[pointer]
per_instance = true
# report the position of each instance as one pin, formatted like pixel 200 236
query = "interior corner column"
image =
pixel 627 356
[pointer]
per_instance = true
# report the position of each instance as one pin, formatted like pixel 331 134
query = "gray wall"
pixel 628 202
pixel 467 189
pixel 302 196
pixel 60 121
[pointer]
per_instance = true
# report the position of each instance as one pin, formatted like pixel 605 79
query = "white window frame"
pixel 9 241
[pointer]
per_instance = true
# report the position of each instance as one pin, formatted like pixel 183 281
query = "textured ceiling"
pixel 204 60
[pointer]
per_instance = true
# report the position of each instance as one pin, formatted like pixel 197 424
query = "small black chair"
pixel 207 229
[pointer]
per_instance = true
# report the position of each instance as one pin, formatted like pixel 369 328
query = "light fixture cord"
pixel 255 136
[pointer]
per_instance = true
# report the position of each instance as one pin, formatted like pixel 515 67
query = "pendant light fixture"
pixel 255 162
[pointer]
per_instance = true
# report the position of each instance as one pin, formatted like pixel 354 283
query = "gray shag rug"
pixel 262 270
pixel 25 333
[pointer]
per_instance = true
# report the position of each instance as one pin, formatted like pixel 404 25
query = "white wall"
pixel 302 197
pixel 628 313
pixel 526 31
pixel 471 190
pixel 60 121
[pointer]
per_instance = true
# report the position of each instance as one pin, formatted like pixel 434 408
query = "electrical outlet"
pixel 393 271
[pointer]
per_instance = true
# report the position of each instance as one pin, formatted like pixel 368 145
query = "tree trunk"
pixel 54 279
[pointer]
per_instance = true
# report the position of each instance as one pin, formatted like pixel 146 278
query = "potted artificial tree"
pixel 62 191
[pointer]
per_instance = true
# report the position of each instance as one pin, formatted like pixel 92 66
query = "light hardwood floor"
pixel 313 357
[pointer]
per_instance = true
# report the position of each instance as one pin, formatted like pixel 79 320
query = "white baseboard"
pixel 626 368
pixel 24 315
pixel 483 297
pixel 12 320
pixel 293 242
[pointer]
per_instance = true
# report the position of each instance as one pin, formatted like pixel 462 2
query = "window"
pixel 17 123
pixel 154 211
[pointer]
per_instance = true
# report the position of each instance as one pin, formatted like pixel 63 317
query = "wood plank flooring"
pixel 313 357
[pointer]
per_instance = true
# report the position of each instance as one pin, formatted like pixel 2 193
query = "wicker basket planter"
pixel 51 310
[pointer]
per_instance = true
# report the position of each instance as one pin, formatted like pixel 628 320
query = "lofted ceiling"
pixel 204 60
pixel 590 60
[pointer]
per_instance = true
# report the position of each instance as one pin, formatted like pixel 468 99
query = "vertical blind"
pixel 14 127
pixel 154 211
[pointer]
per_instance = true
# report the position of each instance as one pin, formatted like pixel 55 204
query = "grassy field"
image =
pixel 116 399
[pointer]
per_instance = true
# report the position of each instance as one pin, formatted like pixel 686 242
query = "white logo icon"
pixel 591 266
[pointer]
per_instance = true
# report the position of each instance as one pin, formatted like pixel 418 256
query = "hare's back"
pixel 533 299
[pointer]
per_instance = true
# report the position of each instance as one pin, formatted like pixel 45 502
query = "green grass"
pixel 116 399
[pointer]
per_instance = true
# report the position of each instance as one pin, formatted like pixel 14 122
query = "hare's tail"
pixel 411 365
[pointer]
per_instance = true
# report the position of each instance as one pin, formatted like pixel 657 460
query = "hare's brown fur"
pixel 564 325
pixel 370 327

....

Return all of the material above line for line, changing nothing.

[pointer]
per_instance = true
# report the position of each instance as one pin, formatted like pixel 200 236
query = "interior corner column"
image =
pixel 627 356
[pointer]
per_instance = true
# report the position of each instance as one pin, formatted like pixel 331 134
query = "gray wall"
pixel 628 202
pixel 467 189
pixel 302 196
pixel 60 121
[pointer]
per_instance = true
# report the position of each instance as one pin, formatted like pixel 605 79
query = "white window frame"
pixel 9 241
[pointer]
per_instance = true
# report the position of each instance as one pin, formatted like pixel 183 281
query = "textured ceiling"
pixel 204 60
[pointer]
per_instance = true
# report the position of each instance as one pin, formatted like pixel 197 424
query = "small black chair"
pixel 207 229
[pointer]
per_instance = true
# report the position of each instance as one pin, formatted like pixel 369 328
query = "light fixture cord"
pixel 255 136
[pointer]
per_instance = true
# report the position of each instance as one pin, formatted like pixel 515 67
query = "pendant light fixture"
pixel 255 162
[pointer]
per_instance = true
# report the position of each instance as one pin, formatted like pixel 354 283
query = "gray shag rug"
pixel 262 270
pixel 25 333
[pointer]
per_instance = true
# report the position of each instance as one pin, formatted like pixel 404 25
query = "white wall"
pixel 302 197
pixel 628 313
pixel 526 31
pixel 471 190
pixel 60 121
[pointer]
per_instance = true
# report the position of each instance as one pin, formatted like pixel 434 408
query = "electrical outlet"
pixel 393 271
[pointer]
per_instance = true
# report the position of each instance as one pin, formatted like pixel 368 145
query = "tree trunk"
pixel 54 279
[pointer]
per_instance = true
# report the position of each instance as one pin, formatted like pixel 146 278
query = "potted artificial tree"
pixel 62 191
[pointer]
per_instance = true
# report the position of each instance as one pin, formatted like pixel 92 66
query = "light hardwood floor"
pixel 313 357
[pointer]
per_instance = true
# report the position of each instance as one pin, formatted like pixel 79 320
query = "white baseboard"
pixel 626 368
pixel 24 315
pixel 483 297
pixel 12 320
pixel 293 242
[pointer]
per_instance = true
# report the position of each instance as one pin, formatted like pixel 462 2
query = "window"
pixel 17 123
pixel 154 211
[pointer]
per_instance = true
# report the position of each instance as one pin, formatted like pixel 63 317
query = "wood plank flooring"
pixel 313 357
[pointer]
per_instance = true
# report the position of each instance as one pin, formatted like pixel 2 193
query = "wicker basket planter"
pixel 51 310
[pointer]
per_instance = true
# report the position of each instance as one pin, formatted like pixel 628 320
query = "lofted ceiling"
pixel 204 60
pixel 590 60
[pointer]
per_instance = true
# report the position of each instance as one pin, formatted like pixel 468 99
query = "vertical blind"
pixel 14 127
pixel 154 211
[pointer]
per_instance = true
# report the position of each instance as one pin, formatted like pixel 55 204
query = "grassy field"
image =
pixel 116 399
[pointer]
per_instance = true
# report the position of each instance as one pin, formatted like pixel 686 242
query = "white logo icon"
pixel 591 266
[pointer]
per_instance = true
# report the position of each instance as one pin, formatted like pixel 418 256
query = "hare's back"
pixel 533 299
[pointer]
per_instance = true
# report the position of each instance as one pin, formatted like pixel 45 502
query = "green grass"
pixel 116 399
[pointer]
per_instance = true
# report the position of each instance as one pin, formatted like pixel 14 122
query = "hare's tail"
pixel 411 365
[pointer]
per_instance = true
# report the position of each instance as one pin, formatted like pixel 657 460
query = "hare's brown fur"
pixel 564 325
pixel 370 327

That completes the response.